— START Text shown —
# JL Audio Bluetooth and a SKAR



## gbryant226 (8 mo ago)

Why would a SKAR SKv2-100.4AB go into protect when I plug in a JL Audio MBT-RX Bluetooth receiver ?

BUT>>>>. the sub amp ... SKAR RP-800.1D... *does not* go into protect.

Please help ...


----------



## daloudin (Nov 2, 2020)

Both amps are "supposed" to have the same protection circuitry:


https://cdn.shopify.com/s/files/1/1199/4992/files/Skar_Audio_RP_Series_Manual.pdf?3423




https://cdn.shopify.com/s/files/1/1199/4992/files/Skv2_manual.pdf?15461497492825502656



So one shutting down and the other one not is likely related to the output connections not the input.


----------



## gbryant226 (8 mo ago)

Agreed.... except... the only thing that puts this amp into protection is the JL device... unplug it and everything works OK...
That's why I'm baffled...


----------



## daloudin (Nov 2, 2020)

gbryant226 said:


> Agreed.... except... the only thing that puts this amp into protection is the JL device... unplug it and everything works OK...
> That's why I'm baffled...


Well I was thinking that because the outputs aren't active until there's an input signal but if you're using a distinct remote turn on then that wouldn't be the case. The only protection they have on the inputs is for the 4VDC offset but they are both supposed to have that... check the JL RCA cables for DC Offset voltage?


----------
— END Text shown —
— START Information shown —
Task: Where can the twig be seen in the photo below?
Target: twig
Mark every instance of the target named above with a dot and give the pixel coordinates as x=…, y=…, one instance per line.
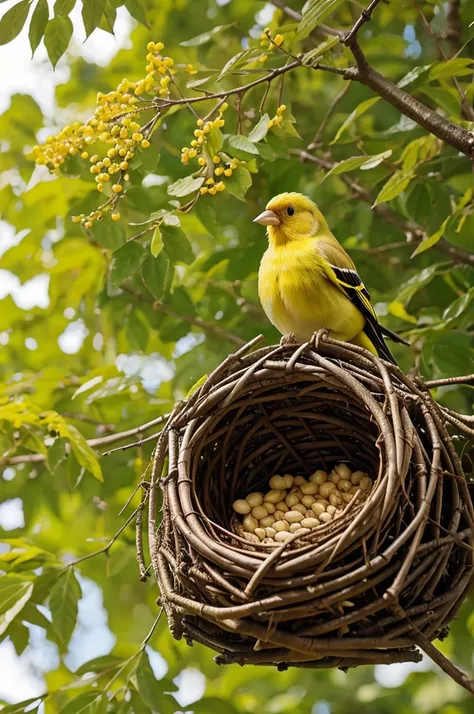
— END Information shown —
» What you will do
Write out the passage of the amplifier protection thread above from "Why would a" to "go into protect.", copying it word for word.

» Solution to the exercise
Why would a SKAR SKv2-100.4AB go into protect when I plug in a JL Audio MBT-RX Bluetooth receiver ?

BUT>>>>. the sub amp ... SKAR RP-800.1D... *does not* go into protect.